Work order A
Put every line of the stored dataset items below into a Markdown table with the columns "Row" and "Line". Give each line its row number, and skip blank lines.

Text for analysis
*** Begin section ***

Rod Carew is flirting with .400 again, and getting more heft into his stats to refute the costly notion that he is merely a hitter of singles

Rod Carew grew up swimming in the Panama Canal, went to the same New York high school as Henry Kissinger and is the best pure hitter, for what that is worth, in baseball. When he arrived in New York last week he was leading the American League in batting by so much it was a wonder anybody else in the league could see him.

The Twins' star second baseman was ahead of the next best hitter, Boston rookie Fred Lynn, by 68 points. And Lynn was hitting .350. Furthermore Carew was producing quantities of RBIs and extra base hits—items in which a salary arbitrator deemed him too deficient to be worth the $140,000 he wanted for the season. (He got $120,000 instead.) Although Carew persists in his claim that he is a free swinger who doesn't plot out his hits, the suspicion is growing around the league that if arbitrators demanded doubles that rolled dead exactly 385 feet from the plate, or ground balls whose big hops measured exactly 11 feet at the crest, or line drives over the pitcher's left shoulder, Carew would contrive to turn out those, too.

*** End section ***

Stored dataset items
*** Begin section ***

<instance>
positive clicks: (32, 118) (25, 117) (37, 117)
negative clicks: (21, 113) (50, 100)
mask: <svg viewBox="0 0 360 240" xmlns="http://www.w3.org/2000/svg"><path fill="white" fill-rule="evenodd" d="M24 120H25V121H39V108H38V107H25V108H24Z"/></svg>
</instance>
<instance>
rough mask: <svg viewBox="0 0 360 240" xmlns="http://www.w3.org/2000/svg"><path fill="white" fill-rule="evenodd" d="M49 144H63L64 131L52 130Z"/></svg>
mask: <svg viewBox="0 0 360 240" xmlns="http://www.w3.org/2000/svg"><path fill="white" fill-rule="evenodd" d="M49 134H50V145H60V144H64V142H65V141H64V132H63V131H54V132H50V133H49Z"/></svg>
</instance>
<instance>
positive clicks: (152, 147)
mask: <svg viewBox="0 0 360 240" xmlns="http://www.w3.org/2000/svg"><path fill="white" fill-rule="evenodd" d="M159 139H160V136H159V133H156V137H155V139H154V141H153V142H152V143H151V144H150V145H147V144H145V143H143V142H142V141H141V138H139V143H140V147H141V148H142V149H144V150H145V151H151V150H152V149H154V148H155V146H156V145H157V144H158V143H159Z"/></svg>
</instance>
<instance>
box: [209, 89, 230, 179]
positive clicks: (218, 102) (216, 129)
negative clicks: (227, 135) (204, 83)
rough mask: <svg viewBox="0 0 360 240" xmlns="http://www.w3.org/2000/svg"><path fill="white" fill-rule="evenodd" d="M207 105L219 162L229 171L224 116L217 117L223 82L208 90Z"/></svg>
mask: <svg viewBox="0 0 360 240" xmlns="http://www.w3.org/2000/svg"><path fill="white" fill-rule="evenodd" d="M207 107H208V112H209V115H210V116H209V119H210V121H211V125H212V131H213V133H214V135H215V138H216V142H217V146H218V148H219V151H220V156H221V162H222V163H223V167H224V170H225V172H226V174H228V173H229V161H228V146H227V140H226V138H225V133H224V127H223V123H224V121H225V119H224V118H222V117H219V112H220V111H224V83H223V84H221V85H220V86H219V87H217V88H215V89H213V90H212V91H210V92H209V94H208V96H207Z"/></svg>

*** End section ***

Work order B
Edit the passage about Rod Carew from "Rod Carew is" to "could see him.", replacing "Panama Canal" with "Hudson River".

Task answer A
| Row | Line |
|---|---|
| 1 | <instance> |
| 2 | positive clicks: (32, 118) (25, 117) (37, 117) |
| 3 | negative clicks: (21, 113) (50, 100) |
| 4 | mask: <svg viewBox="0 0 360 240" xmlns="http://www.w3.org/2000/svg"><path fill="white" fill-rule="evenodd" d="M24 120H25V121H39V108H38V107H25V108H24Z"/></svg> |
| 5 | </instance> |
| 6 | <instance> |
| 7 | rough mask: <svg viewBox="0 0 360 240" xmlns="http://www.w3.org/2000/svg"><path fill="white" fill-rule="evenodd" d="M49 144H63L64 131L52 130Z"/></svg> |
| 8 | mask: <svg viewBox="0 0 360 240" xmlns="http://www.w3.org/2000/svg"><path fill="white" fill-rule="evenodd" d="M49 134H50V145H60V144H64V142H65V141H64V132H63V131H54V132H50V133H49Z"/></svg> |
| 9 | </instance> |
| 10 | <instance> |
| 11 | positive clicks: (152, 147) |
| 12 | mask: <svg viewBox="0 0 360 240" xmlns="http://www.w3.org/2000/svg"><path fill="white" fill-rule="evenodd" d="M159 139H160V136H159V133H156V137H155V139H154V141H153V142H152V143H151V144H150V145H147V144H145V143H143V142H142V141H141V138H139V143H140V147H141V148H142V149H144V150H145V151H151V150H152V149H154V148H155V146H156V145H157V144H158V143H159Z"/></svg> |
| 13 | </instance> |
| 14 | <instance> |
| 15 | box: [209, 89, 230, 179] |
| 16 | positive clicks: (218, 102) (216, 129) |
| 17 | negative clicks: (227, 135) (204, 83) |
| 18 | rough mask: <svg viewBox="0 0 360 240" xmlns="http://www.w3.org/2000/svg"><path fill="white" fill-rule="evenodd" d="M207 105L219 162L229 171L224 116L217 117L223 82L208 90Z"/></svg> |
| 19 | mask: <svg viewBox="0 0 360 240" xmlns="http://www.w3.org/2000/svg"><path fill="white" fill-rule="evenodd" d="M207 107H208V112H209V115H210V116H209V119H210V121H211V125H212V131H213V133H214V135H215V138H216V142H217V146H218V148H219V151H220V156H221V162H222V163H223V167H224V170H225V172H226V174H228V173H229V161H228V146H227V140H226V138H225V133H224V127H223V123H224V121H225V119H224V118H222V117H219V112H220V111H224V83H223V84H221V85H220V86H219V87H217V88H215V89H213V90H212V91H210V92H209V94H208V96H207Z"/></svg> |

Task answer B
Rod Carew is flirting with .400 again, and getting more heft into his stats to refute the costly notion that he is merely a hitter of singles

Rod Carew grew up swimming in the Hudson River, went to the same New York high school as Henry Kissinger and is the best pure hitter, for what that is worth, in baseball. When he arrived in New York last week he was leading the American League in batting by so much it was a wonder anybody else in the league could see him.